Records from a dataset:

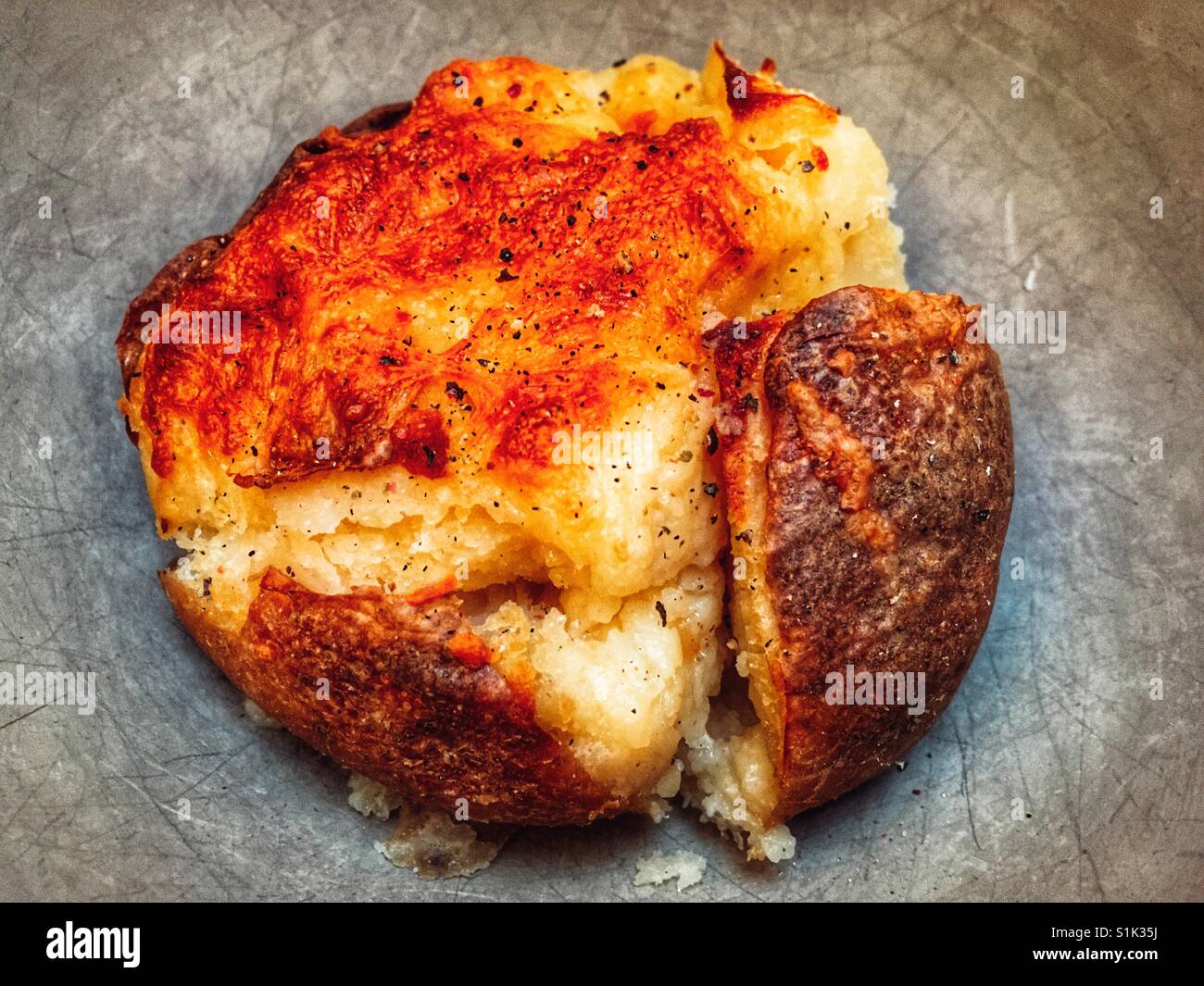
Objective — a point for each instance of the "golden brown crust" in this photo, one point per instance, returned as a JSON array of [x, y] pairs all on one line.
[[889, 480], [197, 257], [402, 694]]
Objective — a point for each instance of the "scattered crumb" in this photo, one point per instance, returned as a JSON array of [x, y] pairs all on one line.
[[370, 797], [434, 846], [1031, 280], [425, 841], [257, 717], [686, 867]]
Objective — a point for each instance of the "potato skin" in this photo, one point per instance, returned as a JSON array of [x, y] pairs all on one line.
[[413, 701], [885, 562]]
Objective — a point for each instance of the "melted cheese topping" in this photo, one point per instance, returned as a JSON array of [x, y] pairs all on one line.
[[470, 359]]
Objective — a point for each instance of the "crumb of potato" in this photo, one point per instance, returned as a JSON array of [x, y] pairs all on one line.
[[370, 797], [436, 848], [685, 867], [257, 717]]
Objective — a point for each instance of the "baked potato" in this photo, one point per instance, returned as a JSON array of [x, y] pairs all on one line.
[[464, 484]]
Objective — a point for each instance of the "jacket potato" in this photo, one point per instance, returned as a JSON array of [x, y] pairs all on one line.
[[528, 473]]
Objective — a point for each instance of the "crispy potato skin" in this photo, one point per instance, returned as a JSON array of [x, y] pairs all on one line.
[[887, 562], [409, 700]]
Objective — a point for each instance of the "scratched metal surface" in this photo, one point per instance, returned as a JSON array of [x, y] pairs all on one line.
[[1056, 710]]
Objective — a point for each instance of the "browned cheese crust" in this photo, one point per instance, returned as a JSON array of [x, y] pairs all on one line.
[[402, 706], [886, 493], [402, 693]]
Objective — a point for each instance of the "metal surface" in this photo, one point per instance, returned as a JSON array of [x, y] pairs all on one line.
[[1052, 776]]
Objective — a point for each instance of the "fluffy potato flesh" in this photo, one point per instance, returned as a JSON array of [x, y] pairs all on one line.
[[470, 361]]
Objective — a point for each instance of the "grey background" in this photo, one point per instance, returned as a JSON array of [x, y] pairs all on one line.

The request:
Without the pictures, write out every entry precisely as it appears.

Answer:
Objective — a point for each instance of the "golden brown crust" in this photo, one point per instance, returned as a JSON array of [x, y] pairs all on one line.
[[889, 480], [197, 257], [402, 694]]
Objective — a point for each instance of the "scattered crumb" in this photo, one point per instance, returned as a JSON array of [x, y] pairs all on one line.
[[370, 797], [434, 846], [1031, 280], [425, 841], [257, 717], [686, 867]]
Objective — a point for each instance of the "potato skin" in this photo, one point per instance, returned as a JSON array of [x, y] pairs all on one line.
[[413, 701], [885, 562]]
Objective — a point for each instance of the "melted cheese topping" in this photo, one point per instance, returned as a JSON array of [x, y] pairs all on one line.
[[470, 359]]
Objective — a point for each instance of the "crumb of potato" in this photo, one point per instance, returned as a JSON array of [x, y] pairs all on one line.
[[370, 797], [436, 848], [685, 867], [257, 717]]
Objective — a point for each instance of the "baked potato" in this photo, one point per instance, returned as a JSON array of [x, y] pairs all on one line.
[[464, 484]]
Objective — a point for each instance of the "jacket potato" in this photo, one point per instance, returned as a JSON array of [x, y] pairs all on one line.
[[528, 473]]
Objective — a point for each instance of the "crispy potato skin" in this photo, one point per instance, returned as a JSON array of [x, y] pairs all on one line.
[[887, 562], [409, 700]]
Objective — a point for each instance of the "scratched metal surface" in this photo, one point per instance, returned as a JSON array of [x, y] pairs all on one line.
[[1056, 710]]
Objective — a point for each instance of the "browned cheese crust" in this photo, one point per instance, returned as a JSON array of [x, y] pairs all on one line.
[[402, 706], [886, 493], [402, 693]]
Objective — a point for each instance of the "metal surface" in this photo, one point per instance, returned as a JSON array of [x, y] pairs all on one line.
[[1052, 776]]
Objective — a point for each instance of the "fluffy potato flesh" in this photo, one point per instance, returned as a JSON array of [x, y] pairs all on one line.
[[470, 361]]
Objective — a point for each instance of the "grey background" in this photo, one point per instance, returned as a JSON array of [x, y] pairs all on one line.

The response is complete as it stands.